GOAL. The data follows this line. Copy verbatim the line with "Warehouse picking: mark the blue sky" and each line after it to the end.

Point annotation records
— Start —

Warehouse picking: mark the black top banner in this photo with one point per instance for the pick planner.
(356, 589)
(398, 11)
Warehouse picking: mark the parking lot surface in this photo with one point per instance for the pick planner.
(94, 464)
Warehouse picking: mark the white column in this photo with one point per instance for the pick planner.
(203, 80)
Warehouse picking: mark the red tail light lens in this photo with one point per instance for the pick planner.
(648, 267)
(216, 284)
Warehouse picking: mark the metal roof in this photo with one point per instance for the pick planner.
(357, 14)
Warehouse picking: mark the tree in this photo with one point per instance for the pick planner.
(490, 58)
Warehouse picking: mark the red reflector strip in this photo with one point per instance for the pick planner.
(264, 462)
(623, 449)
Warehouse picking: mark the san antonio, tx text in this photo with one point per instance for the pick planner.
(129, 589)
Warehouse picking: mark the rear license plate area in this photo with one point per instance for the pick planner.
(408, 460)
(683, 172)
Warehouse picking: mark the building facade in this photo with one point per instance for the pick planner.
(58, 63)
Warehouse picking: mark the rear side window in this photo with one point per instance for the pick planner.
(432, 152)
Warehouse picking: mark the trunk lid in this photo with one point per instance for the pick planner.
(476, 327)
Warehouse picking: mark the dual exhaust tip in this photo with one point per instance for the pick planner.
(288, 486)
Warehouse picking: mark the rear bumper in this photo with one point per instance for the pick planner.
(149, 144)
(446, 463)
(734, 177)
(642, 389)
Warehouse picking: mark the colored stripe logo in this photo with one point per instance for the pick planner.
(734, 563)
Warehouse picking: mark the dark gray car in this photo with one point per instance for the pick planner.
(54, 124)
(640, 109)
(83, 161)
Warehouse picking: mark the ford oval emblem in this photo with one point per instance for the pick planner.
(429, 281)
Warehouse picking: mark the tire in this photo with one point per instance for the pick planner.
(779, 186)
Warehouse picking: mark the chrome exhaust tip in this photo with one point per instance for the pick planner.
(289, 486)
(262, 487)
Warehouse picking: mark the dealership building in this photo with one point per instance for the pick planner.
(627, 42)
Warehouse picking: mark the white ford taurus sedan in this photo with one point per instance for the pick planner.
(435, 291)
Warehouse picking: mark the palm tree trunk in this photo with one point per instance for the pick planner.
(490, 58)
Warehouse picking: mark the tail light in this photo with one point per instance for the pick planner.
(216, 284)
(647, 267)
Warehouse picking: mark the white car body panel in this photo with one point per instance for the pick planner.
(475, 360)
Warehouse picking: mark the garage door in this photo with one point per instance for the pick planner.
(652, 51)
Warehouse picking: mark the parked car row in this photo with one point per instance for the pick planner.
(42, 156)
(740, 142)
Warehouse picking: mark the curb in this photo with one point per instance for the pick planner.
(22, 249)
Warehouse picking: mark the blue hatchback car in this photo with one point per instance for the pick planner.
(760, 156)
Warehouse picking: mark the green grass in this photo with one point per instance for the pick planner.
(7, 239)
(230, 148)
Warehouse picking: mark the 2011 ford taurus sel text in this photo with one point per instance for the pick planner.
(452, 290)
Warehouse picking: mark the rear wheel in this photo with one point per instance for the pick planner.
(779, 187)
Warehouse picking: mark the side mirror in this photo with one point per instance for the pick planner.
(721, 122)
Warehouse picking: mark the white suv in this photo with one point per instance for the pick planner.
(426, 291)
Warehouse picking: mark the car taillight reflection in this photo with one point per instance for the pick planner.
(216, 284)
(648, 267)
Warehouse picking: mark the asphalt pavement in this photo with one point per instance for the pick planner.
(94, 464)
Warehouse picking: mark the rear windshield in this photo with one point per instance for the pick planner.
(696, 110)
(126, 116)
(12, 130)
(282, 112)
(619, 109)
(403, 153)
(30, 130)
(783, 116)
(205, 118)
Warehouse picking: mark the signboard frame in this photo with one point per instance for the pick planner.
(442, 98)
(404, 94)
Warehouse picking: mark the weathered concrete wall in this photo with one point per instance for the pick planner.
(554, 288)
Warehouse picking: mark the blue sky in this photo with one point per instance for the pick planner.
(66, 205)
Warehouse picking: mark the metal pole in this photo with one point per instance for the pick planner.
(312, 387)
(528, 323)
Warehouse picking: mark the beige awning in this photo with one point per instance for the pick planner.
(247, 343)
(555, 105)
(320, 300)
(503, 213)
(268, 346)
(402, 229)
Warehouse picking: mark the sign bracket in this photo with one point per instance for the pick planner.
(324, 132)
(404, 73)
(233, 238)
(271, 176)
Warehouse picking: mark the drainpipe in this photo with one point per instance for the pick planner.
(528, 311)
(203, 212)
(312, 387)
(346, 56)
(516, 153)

— End —

REPLY.
Warehouse picking: mark the blue sky in this photo with one point per instance for the pick planner.
(66, 205)
Warehouse picking: mark the metal pole in this photo with one point per instance for the pick planner.
(312, 387)
(528, 323)
Warehouse picking: mark the beige awning in this photo with one point per instance for the pick planner.
(247, 343)
(555, 105)
(320, 300)
(503, 213)
(268, 346)
(402, 229)
Warehouse picking: mark the sign bracket in this photo with one point per instance for the pick planner.
(324, 132)
(404, 73)
(233, 238)
(271, 176)
Warehouse picking: mark the drainpipe in this photo with one point per instance for the pick planner.
(528, 311)
(203, 212)
(312, 387)
(346, 56)
(516, 153)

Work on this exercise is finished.